* [GIVEN REQUEST] Render this sentence from the forum post in Spanish: "Run this program only once or every time the structure of the model changes."

* [DOCUMENT]
----

What might be the problem? Thanks very much in advance.
Error in mxn_model (line 177)
f = subs(f, cup,cu,0);
Below you can find the code. Thanks very much.
% mxn_model.m
% mxn_model.m computes a symbolic log-linear approximation to the function f:
% E_t f(yp,y,xp,x) =0.
% where, a p denotes next-period variables and
% the function f are the equilibrium conditions of the MXN model developed in chapter 8, entitled
% ``Nontradable Goods And The Real Exchange,'' of the textbook
% `Open Economy Macroeconomics' by M. Uribe and S. Schmitt-Grohe,
% Princeton University Press, 2017.
%
% Run this program only once or every time the structure of the model changes. No need to re-run it when parameter values change.
%
%Output: Analytical expressions for f and its first derivatives as well as x and y.
%
% The output is written to <filename>_num_eval.m which can then be run for numerical evaluations
%
% Calls: anal_deriv.m and anal_deriv_print2f.m
%
%© Martín Uribe and Stephanie Schmitt-Grohé, May 2015.

----

* [DATA BLOCK]
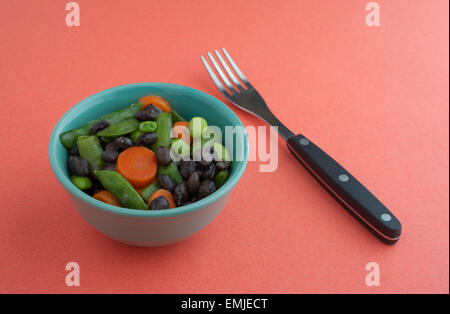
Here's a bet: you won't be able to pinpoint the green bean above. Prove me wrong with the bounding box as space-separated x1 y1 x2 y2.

----

* [SOLUTION BELOW] Ejecute este programa solo una vez o cada vez que cambie la estructura del modelo.